* _Data entries_
━━━

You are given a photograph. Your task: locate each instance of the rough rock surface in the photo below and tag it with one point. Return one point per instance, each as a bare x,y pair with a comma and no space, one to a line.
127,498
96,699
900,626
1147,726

━━━

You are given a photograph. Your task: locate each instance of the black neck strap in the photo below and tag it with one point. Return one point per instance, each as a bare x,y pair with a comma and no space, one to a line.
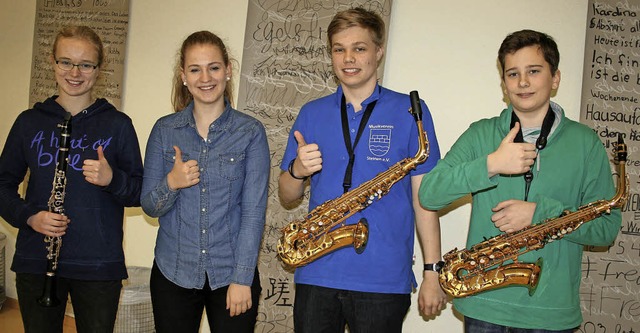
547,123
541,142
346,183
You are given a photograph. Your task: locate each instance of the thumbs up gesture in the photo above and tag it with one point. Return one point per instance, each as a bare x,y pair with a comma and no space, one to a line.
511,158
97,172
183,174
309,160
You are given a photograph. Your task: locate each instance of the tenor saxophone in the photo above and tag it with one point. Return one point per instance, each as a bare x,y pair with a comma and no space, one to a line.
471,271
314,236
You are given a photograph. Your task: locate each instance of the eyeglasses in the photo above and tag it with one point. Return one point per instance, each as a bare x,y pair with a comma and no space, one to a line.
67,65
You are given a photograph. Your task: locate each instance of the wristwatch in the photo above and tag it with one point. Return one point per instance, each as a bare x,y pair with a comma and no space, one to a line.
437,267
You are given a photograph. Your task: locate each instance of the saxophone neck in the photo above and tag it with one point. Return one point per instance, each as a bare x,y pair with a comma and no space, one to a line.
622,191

━━━

Return every line of the entries above that contains the word "black", matching case exactly.

* _RIGHT ANSWER_
You are given a photograph. Your task: locate each instance of the black neck strap in the photo below and tag it with one point. Return one point per instance, each as a bare x,y pair with a comma and no space, one to a line.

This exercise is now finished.